Exercise passage »
Wasson Report 2.23.12
Protecting Missouri’s Workers
On Thursday, the Senate passed Senate Bill 572, which modifies the law relating to workers’ compensation. Under the legislation, co-workers could no longer be found personally liable for honest workplace accidents. The bill would also mandate civil actions from workplace injury or death cannot proceed in court until all administrative remedies are exhausted.
Co-workers should not be at risk of lawsuits if they did not purposely act to cause harm to another employee. Most workers are not covered for these lawsuits, and they can be financially ruined for an incident that was simply an accident.
This bill also helps businesses by establishing workers’ compensation as the primary remedy for workplace injuries. By curbing the costs of lawsuits for businesses, those companies can reinvest that extra capital in expanding and creating new jobs. We must give Missouri a climate where businesses can grow and expand, and this bill goes far in advancing that goal.
A Second Makes a Big Difference
The Senate debated Senate Bill 611 this week, which would require the Missouri Department of Transportation to establish a minimal yellow light change interval time for traffic lights based on nationally recognized standards set by the Manual of Uniform Traffic Control Devices. No yellow lights in Missouri could be set below this standard. This legislation would prevent cities from setting their own yellow light change interval times and creates a uniform time throughout Missouri.
This is an instance where a small change can have a large impact. By lessening a yellow light time by a second, it has been found violations increase by more than 100 percent. Some cities have begun doing this, a trend that has become more prevalent with the implementation of red-light cameras, which automatically ticket drivers for running red lights.
Ticketing more drivers may be a boon for a city’s revenue, but it puts people at greater risk. Shorter yellow light times can cause more accidents at intersections, while adding a second to a yellow light time can drastically reduce collisions. Safety should be our first concern, and preventing accidents is more important than boosting violations. With this bill, we can guarantee consistency and increase safety for Missouri drivers.
Making Missouri’s Buildings, Bridges and Structures Safer
The Senate Financial and Governmental Organizations and Elections Committee held a hearing on Senate Bill 667 this week. The bill, which I sponsored, creates a peer review process for architects, landscape architects, land surveyors and engineers.
Many architects and engineers are wary of doing peer reviews on past or current projects out of concern it could be used against them in court. This can have serious effects on the safety and quality of Missouri’s buildings, bridges and other structures. A design error in a building or bridge can have fatal consequences, but could be avoided if another engineer or architect examines the documents. By establishing protections for a peer review process, we can allow architects and engineers to examine each others’ work for flaws, and conduct post-project reviews to identify mistakes and areas for improvement.
We allow doctors to do this all the time. A surgeon can consult another surgeon on a procedure, but only the doctor who actually performs the operation is at any risk of civil liability. Architects and engineers should have the same protections. Senate Bill 667 would give them those safeguards while maintaining the right of property owners to access project records.

Exercise brief » Reproduce the part of the legislative report starting with "A Second Makes" and going on through "running red lights.", word for word.

Data extracts »
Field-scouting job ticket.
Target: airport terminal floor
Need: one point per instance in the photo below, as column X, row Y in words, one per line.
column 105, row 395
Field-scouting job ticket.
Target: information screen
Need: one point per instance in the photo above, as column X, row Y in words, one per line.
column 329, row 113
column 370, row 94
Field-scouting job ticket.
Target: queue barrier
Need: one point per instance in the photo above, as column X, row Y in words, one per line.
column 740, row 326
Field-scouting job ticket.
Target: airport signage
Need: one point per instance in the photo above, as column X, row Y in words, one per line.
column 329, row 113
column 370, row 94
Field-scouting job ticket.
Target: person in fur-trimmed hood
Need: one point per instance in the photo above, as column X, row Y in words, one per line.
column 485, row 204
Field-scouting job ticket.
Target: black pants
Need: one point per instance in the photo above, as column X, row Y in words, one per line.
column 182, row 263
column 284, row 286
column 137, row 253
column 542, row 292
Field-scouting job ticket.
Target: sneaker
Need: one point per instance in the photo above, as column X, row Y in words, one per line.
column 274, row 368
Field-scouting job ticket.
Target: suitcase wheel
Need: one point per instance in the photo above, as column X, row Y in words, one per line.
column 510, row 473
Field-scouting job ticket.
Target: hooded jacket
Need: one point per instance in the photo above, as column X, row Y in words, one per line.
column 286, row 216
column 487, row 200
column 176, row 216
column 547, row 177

Exercise output »
A Second Makes a Big Difference
The Senate debated Senate Bill 611 this week, which would require the Missouri Department of Transportation to establish a minimal yellow light change interval time for traffic lights based on nationally recognized standards set by the Manual of Uniform Traffic Control Devices. No yellow lights in Missouri could be set below this standard. This legislation would prevent cities from setting their own yellow light change interval times and creates a uniform time throughout Missouri.
This is an instance where a small change can have a large impact. By lessening a yellow light time by a second, it has been found violations increase by more than 100 percent. Some cities have begun doing this, a trend that has become more prevalent with the implementation of red-light cameras, which automatically ticket drivers for running red lights.